------ PROVIDED ENTRIES
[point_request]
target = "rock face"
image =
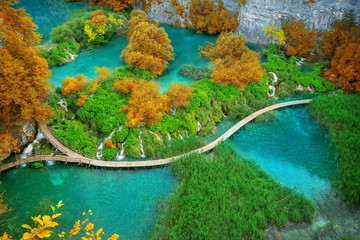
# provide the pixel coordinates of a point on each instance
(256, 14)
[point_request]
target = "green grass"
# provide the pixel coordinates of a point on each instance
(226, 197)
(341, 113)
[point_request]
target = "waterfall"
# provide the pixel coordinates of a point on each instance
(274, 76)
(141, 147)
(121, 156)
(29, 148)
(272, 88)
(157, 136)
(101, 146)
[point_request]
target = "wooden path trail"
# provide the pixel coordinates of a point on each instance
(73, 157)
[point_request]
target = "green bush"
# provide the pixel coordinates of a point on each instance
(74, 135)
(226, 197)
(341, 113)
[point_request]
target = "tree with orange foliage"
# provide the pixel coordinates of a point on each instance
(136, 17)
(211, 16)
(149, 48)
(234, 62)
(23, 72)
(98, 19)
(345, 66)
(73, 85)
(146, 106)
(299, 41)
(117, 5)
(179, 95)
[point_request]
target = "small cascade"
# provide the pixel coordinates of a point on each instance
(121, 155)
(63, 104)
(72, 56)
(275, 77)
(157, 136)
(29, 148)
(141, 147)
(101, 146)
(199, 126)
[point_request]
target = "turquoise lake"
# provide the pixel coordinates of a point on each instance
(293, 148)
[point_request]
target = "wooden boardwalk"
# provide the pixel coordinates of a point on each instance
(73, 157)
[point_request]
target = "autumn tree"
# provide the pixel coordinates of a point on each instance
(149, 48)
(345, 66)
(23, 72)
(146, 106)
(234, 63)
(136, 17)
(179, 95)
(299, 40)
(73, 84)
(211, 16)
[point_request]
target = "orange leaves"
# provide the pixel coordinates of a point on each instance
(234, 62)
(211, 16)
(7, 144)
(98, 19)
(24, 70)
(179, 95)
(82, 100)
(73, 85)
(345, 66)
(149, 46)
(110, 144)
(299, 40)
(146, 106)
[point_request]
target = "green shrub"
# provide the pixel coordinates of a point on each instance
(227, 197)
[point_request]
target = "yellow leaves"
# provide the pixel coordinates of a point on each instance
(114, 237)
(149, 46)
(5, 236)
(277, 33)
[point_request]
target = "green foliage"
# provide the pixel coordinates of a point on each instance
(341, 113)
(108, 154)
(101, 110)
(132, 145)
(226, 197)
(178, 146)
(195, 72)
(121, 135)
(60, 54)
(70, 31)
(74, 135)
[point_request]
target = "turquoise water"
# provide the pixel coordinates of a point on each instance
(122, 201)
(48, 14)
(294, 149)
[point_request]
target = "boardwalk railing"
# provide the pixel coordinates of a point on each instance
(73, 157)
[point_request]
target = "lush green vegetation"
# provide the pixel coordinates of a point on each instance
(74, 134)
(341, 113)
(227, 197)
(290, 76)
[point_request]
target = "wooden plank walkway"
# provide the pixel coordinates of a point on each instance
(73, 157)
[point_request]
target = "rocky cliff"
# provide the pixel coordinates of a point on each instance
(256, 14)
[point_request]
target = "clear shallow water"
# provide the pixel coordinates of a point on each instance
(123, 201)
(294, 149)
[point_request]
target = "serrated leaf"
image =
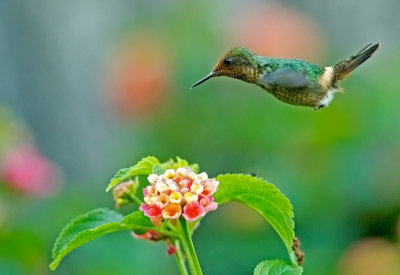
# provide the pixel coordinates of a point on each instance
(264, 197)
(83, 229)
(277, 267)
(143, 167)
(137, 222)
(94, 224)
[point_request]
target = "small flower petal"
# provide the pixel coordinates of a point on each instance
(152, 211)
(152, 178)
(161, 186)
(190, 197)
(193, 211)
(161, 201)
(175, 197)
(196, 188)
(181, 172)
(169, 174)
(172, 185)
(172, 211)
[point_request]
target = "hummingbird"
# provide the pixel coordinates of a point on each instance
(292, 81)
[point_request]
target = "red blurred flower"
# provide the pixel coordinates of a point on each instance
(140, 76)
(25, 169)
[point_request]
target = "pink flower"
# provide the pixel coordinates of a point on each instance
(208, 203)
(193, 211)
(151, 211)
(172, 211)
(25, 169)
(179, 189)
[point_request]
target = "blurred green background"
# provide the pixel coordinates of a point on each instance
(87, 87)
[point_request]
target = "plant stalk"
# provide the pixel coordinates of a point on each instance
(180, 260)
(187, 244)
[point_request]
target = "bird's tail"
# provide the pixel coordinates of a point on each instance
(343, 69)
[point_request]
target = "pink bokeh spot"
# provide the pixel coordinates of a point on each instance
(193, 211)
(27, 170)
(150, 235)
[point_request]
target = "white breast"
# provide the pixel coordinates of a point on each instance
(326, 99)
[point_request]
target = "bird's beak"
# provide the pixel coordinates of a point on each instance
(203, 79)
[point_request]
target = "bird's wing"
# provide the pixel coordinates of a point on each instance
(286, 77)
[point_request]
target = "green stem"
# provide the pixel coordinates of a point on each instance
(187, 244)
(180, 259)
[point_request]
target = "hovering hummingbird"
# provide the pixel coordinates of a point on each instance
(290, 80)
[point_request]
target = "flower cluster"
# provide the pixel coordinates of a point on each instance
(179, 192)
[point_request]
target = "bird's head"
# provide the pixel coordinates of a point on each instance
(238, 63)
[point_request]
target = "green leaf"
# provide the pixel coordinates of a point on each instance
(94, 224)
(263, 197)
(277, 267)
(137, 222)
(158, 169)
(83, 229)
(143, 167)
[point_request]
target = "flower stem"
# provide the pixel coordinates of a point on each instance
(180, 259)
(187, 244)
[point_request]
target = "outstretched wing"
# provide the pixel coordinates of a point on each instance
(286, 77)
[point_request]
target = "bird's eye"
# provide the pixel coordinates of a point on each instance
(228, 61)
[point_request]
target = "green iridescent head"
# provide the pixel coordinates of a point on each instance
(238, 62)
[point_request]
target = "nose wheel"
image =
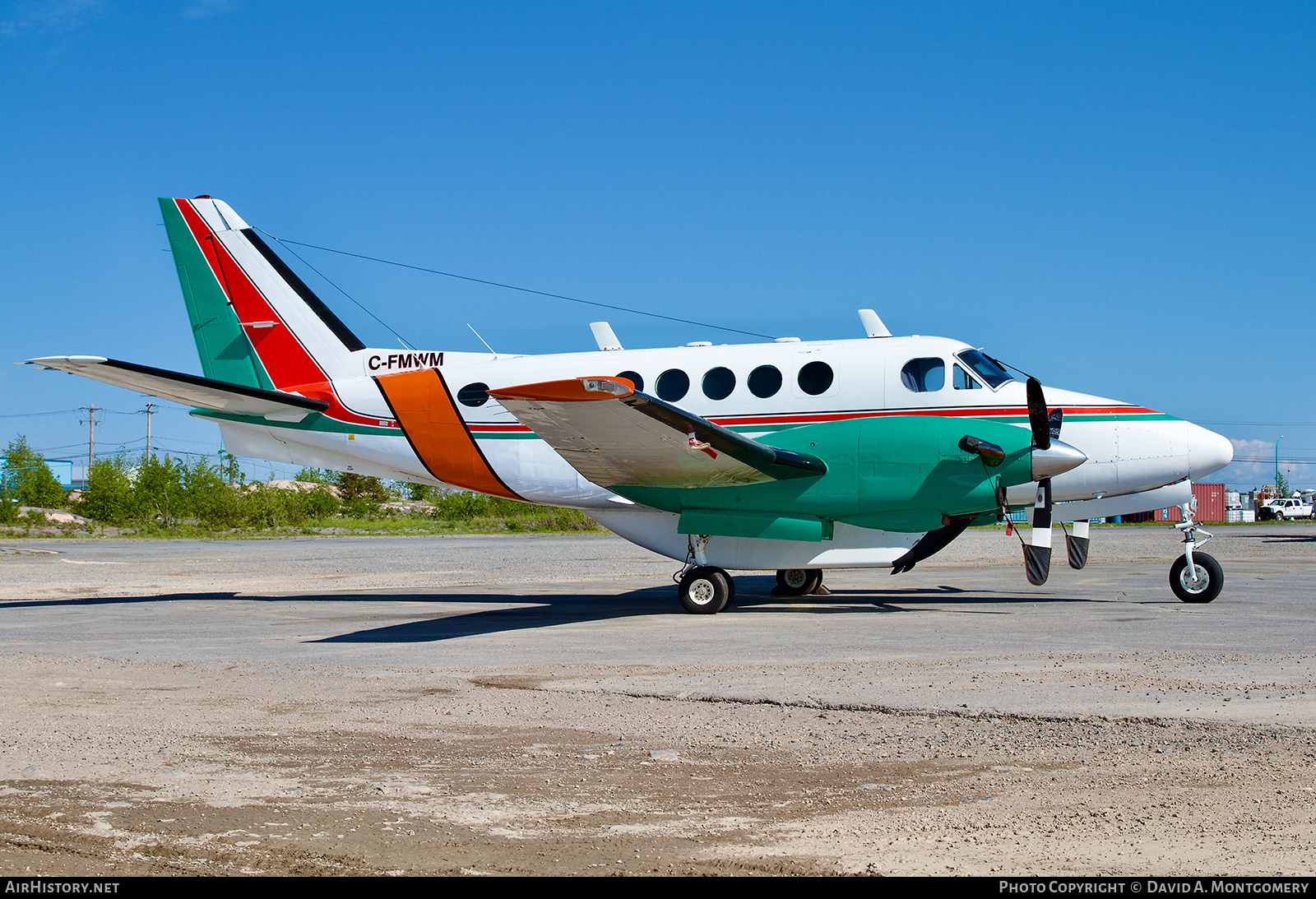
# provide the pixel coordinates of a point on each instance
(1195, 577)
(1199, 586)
------------
#### STATED TASK
List every line of the entries that contains the string "hummingbird".

#### SOLUTION TO THIS PROBLEM
target = "hummingbird"
target = "hovering hummingbird"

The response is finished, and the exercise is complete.